##### DATA ROWS #####

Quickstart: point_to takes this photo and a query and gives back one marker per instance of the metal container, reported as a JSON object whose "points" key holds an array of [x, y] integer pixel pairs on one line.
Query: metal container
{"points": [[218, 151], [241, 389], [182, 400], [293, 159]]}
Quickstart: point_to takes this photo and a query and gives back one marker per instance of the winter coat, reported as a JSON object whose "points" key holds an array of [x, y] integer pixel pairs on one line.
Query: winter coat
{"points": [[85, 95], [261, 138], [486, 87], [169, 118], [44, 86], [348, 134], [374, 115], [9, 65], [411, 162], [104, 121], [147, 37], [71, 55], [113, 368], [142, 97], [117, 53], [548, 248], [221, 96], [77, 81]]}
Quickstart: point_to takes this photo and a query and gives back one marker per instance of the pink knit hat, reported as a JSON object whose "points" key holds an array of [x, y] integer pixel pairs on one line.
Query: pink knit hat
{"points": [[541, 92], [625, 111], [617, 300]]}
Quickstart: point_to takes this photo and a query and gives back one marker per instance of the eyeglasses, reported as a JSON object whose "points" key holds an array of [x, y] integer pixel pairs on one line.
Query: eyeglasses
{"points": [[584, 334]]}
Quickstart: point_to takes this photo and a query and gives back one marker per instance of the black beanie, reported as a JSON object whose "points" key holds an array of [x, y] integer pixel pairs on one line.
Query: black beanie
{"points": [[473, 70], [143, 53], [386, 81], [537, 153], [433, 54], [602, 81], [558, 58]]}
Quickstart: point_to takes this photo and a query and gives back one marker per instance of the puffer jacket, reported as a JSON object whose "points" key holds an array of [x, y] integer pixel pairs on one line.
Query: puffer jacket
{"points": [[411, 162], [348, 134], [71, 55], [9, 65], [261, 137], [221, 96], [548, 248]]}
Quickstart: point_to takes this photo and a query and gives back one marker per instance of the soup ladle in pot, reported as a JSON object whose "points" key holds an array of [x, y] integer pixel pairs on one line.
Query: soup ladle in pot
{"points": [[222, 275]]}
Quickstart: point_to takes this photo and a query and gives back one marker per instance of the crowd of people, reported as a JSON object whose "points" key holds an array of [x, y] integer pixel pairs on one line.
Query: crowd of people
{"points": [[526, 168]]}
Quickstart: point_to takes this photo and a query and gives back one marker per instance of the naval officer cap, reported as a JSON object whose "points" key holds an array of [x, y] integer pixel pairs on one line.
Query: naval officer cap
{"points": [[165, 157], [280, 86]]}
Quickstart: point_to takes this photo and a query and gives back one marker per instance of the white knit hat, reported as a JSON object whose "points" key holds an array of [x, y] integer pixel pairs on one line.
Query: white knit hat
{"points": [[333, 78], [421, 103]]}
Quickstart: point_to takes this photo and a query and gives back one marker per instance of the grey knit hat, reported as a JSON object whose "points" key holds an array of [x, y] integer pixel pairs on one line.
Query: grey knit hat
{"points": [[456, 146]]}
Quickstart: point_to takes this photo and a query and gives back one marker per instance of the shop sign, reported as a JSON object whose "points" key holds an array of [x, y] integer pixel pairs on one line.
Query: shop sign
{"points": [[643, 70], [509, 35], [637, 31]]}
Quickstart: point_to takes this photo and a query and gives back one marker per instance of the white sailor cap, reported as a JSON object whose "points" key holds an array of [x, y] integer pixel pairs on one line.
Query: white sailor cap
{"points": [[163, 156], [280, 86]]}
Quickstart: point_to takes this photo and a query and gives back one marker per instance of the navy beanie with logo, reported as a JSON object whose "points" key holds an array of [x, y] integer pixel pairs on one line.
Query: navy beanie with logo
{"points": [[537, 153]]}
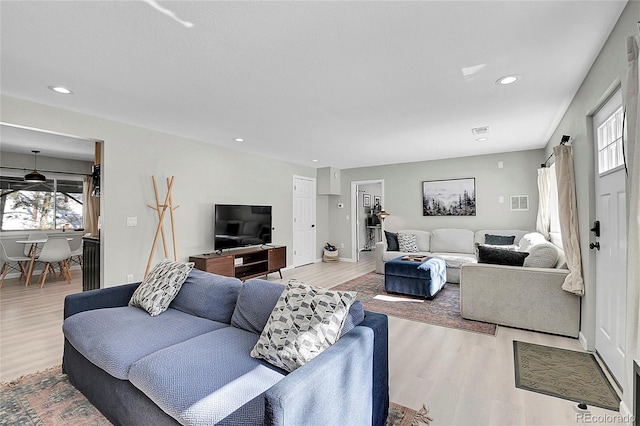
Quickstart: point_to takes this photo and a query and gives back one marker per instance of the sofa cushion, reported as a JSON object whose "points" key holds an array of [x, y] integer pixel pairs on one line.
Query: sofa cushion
{"points": [[407, 243], [499, 240], [392, 241], [305, 321], [500, 256], [208, 296], [161, 286], [257, 299], [452, 241], [210, 379], [543, 255], [114, 338], [529, 240]]}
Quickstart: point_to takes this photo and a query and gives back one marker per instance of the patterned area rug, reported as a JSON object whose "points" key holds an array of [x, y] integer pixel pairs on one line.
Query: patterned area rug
{"points": [[443, 310], [48, 398], [403, 416], [562, 373]]}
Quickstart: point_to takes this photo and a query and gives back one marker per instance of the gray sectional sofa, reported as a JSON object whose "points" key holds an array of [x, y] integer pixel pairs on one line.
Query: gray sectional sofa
{"points": [[528, 297], [191, 364], [455, 246]]}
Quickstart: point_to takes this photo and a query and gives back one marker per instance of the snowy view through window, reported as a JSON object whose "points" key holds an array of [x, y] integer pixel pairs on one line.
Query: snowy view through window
{"points": [[54, 204]]}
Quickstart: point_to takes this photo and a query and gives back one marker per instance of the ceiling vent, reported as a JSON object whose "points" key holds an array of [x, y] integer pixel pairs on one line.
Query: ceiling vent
{"points": [[480, 130]]}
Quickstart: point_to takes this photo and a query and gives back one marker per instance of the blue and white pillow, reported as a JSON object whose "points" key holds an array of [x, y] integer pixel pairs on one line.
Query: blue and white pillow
{"points": [[408, 243], [305, 321], [161, 286]]}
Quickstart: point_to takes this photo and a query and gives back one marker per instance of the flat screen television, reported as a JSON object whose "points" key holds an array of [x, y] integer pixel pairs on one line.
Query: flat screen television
{"points": [[241, 225]]}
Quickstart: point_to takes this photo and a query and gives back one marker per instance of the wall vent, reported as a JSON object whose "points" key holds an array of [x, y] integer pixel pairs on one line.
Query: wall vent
{"points": [[480, 130], [519, 203]]}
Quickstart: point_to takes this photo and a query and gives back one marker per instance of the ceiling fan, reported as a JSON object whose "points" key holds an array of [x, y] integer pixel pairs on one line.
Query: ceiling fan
{"points": [[171, 14]]}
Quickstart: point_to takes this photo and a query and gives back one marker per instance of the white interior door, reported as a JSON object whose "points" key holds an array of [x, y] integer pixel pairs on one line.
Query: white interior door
{"points": [[304, 220], [611, 255]]}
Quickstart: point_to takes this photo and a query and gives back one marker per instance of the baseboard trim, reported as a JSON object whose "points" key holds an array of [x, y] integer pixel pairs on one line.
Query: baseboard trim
{"points": [[583, 341]]}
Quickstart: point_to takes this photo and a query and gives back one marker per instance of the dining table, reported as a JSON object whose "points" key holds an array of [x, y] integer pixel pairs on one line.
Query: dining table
{"points": [[32, 254]]}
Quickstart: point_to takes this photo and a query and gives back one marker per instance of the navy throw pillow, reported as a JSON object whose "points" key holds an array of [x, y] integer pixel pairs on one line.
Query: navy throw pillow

#####

Repeat each entry exactly as given; no pictures belong in the copy.

■ **CORRECT RESULT**
Quickstart: point_to takes this photo and a query and gives back one marker per instance of the metal container, reported as a JSON object whose "points" key holds an array of [x, y] integer pixel pairs on one line.
Query: metal container
{"points": [[218, 151], [241, 389], [182, 400], [293, 159]]}
Quickstart: point_to takes this photo and a query and gives back one marker per instance of the winter coat, reported as a JSON object whose "points" key holds an array of [x, y] integer pixel pairs on one line.
Query: winter coat
{"points": [[85, 95], [261, 138], [486, 87], [169, 118], [44, 86], [348, 134], [374, 115], [9, 65], [411, 162], [104, 121], [147, 37], [71, 55], [113, 368], [142, 97], [117, 53], [548, 248], [221, 96], [77, 81]]}
Quickstart: point_to takes this photo and a query and gives back one marker per instance of the pink knit hat, reported as a JSON object whose "points" key holds an array of [x, y] integer pixel pairs on one line.
Query: pink knit hat
{"points": [[541, 92], [625, 111], [617, 300]]}
Quickstart: point_to takes this photo and a query and gives back one marker per instance of the eyeglasses, reported as a JSON object whose "points" key holds an array of [x, y] integer pixel pairs on one line.
Query: eyeglasses
{"points": [[584, 334]]}
Quickstart: point_to takes this photo and a query and gives back one marker per instance of the black beanie, reported as a JSON object whose "points" key holds an array of [x, y] integer pixel pairs on one line.
Query: black beanie
{"points": [[473, 70], [143, 53], [386, 81], [537, 153], [433, 54], [602, 81], [558, 58]]}
Quickstart: point_to takes this photo and a query and gives back one marker per instance of the puffer jacket, reported as a JSON object whose "points" key holds an array of [x, y] integer pixel pairs on one line.
Query: puffer jacket
{"points": [[411, 162], [348, 134], [71, 55], [9, 65], [261, 137], [221, 96], [548, 248]]}
Quickstart: point_to takes this photo and a query and gives back one marker per instance of the soup ladle in pot, reported as a JSON object whose "points" key holds an array of [x, y] integer pixel pairs on one line.
Query: soup ladle in pot
{"points": [[222, 275]]}
Quickstart: point_to takes this photo and a query and gives back one marker per instance of the crowd of people, reported as a JSON object whose "points" key holds an array of [x, y] integer pixel pairs on one line.
Query: crowd of people
{"points": [[526, 168]]}
Quickstart: point_to takes this photo and a query and gives back one marker per instance of the naval officer cap, reported as a JSON object whose "points" key holds an array of [x, y] integer pixel pairs on one line.
Query: naval officer cap
{"points": [[165, 157], [280, 86]]}
Quickstart: point_to takes this photo and a query and gives back one marker per instance of the white knit hat, reported as a JSON object whose "points" key holds an array of [x, y] integer pixel pairs on one line.
Query: white knit hat
{"points": [[333, 78], [421, 103]]}
Quickstart: point_to takes this photo and a query and gives back one marker per instance of the grey knit hat, reported as a JSON object whose "points" key holds an array of [x, y] integer pixel pairs on one line.
Query: grey knit hat
{"points": [[456, 146]]}
Quickstart: point_to takes this photo and a query and gives back one marker per instance of the shop sign, reported as a JSON object whose "points" key holds an array of [x, y] integer pixel pairs on one line.
Query: shop sign
{"points": [[643, 70], [509, 35], [637, 31]]}
Quickstart: point_to takes this photo and a query and gives back one marker per instance of the white sailor cap, reported as a JSON object whose "points" key holds an array of [x, y] integer pixel pairs on one line.
Query: white sailor cap
{"points": [[163, 156], [280, 86]]}
Quickstart: point_to takes this photo and a query and gives back one marker per instance of the navy beanie with logo, reported as a JSON object whose "points" key holds an array of [x, y] integer pixel pairs on one line.
Query: navy beanie with logo
{"points": [[537, 153]]}
Quickstart: point_to takes this photo and a query and gives back one marker per instance of the sofa cushion, reported as a JSON object whose "points" key holds an array of [x, y] integer pixel pairs on one line.
Query: sofa cushion
{"points": [[407, 243], [499, 240], [392, 241], [305, 321], [500, 256], [208, 296], [161, 286], [257, 299], [452, 241], [210, 379], [543, 255], [114, 338], [529, 240]]}
Quickstart: point_to takes this photo and a query and gives back one marker per instance of the patterned area rug, reported as a JSON object whose "points" key holds an array of [x, y] integer pixel pairs on one line.
Query: patterned area rug
{"points": [[443, 310], [48, 398], [403, 416], [562, 373]]}
Quickstart: point_to takes this photo and a query and gives back one marker per instance of the gray sectional sofa, reported as a JSON object whose "points" key holds an array of [x, y] integer pixel pairs on one line.
Query: gray sectional sofa
{"points": [[528, 297], [191, 364], [455, 246]]}
Quickstart: point_to takes this photo and a query and gives back one marker per instance of the snowy view through window, reported as a JSON object whose "points" key holds an array of [x, y] integer pixel pairs on one line.
Query: snowy view through window
{"points": [[54, 204]]}
Quickstart: point_to takes this photo and a query and gives back one marker per instance of the ceiling vent, reported as a JSON object whose "points" key holds an array of [x, y] integer pixel pairs on one line.
Query: ceiling vent
{"points": [[480, 130]]}
Quickstart: point_to takes this photo and a query and gives back one marker per instance of the blue and white pillow, reported as a JSON object whose "points" key holds an array of [x, y] integer pixel pairs on one line.
Query: blue and white pillow
{"points": [[408, 243], [305, 321], [161, 286]]}
Quickstart: point_to takes this photo and a query and gives back one marker per instance of the flat screen television, reported as a JSON object whose "points" key holds an array of [x, y] integer pixel pairs on one line.
Query: flat screen television
{"points": [[241, 225]]}
Quickstart: point_to takes this photo and a query and gives back one marker per instance of the wall vent, reported as a JSON object whose "points" key holds an array of [x, y] integer pixel pairs on one line.
Query: wall vent
{"points": [[480, 130], [519, 203]]}
Quickstart: point_to takes this photo and a query and gives back one marker per instance of the ceiling fan, reported as a JSON object whose "points" key holds an array of [x, y] integer pixel pairs on one line.
Query: ceiling fan
{"points": [[171, 14]]}
Quickstart: point_to takes this photo and a query and gives back one marker per instance of the white interior door, reported as a JSON object whose "points" key holds an array of [x, y] integer pixel pairs on one line.
Query: white interior door
{"points": [[304, 220], [611, 255]]}
Quickstart: point_to takes this photo and a query and gives back one marker per instance of the baseboard trim, reported as a JSON object whose "points" key holds an array of [x, y] integer pixel pairs on one line.
Query: baseboard trim
{"points": [[583, 341]]}
Quickstart: point_to takes this photo and a query and gives back one marker per instance of the dining table, reported as a JSON object whose "points" key holds an array of [x, y] integer pixel pairs on one line.
Query: dining table
{"points": [[32, 254]]}
Quickstart: point_to takes this photo and a query and gives back one marker per instance of the navy throw pillow, reported as a JSON object whose "points" key holds an array of [x, y] integer pixel pairs on one line.
Query: navy throw pillow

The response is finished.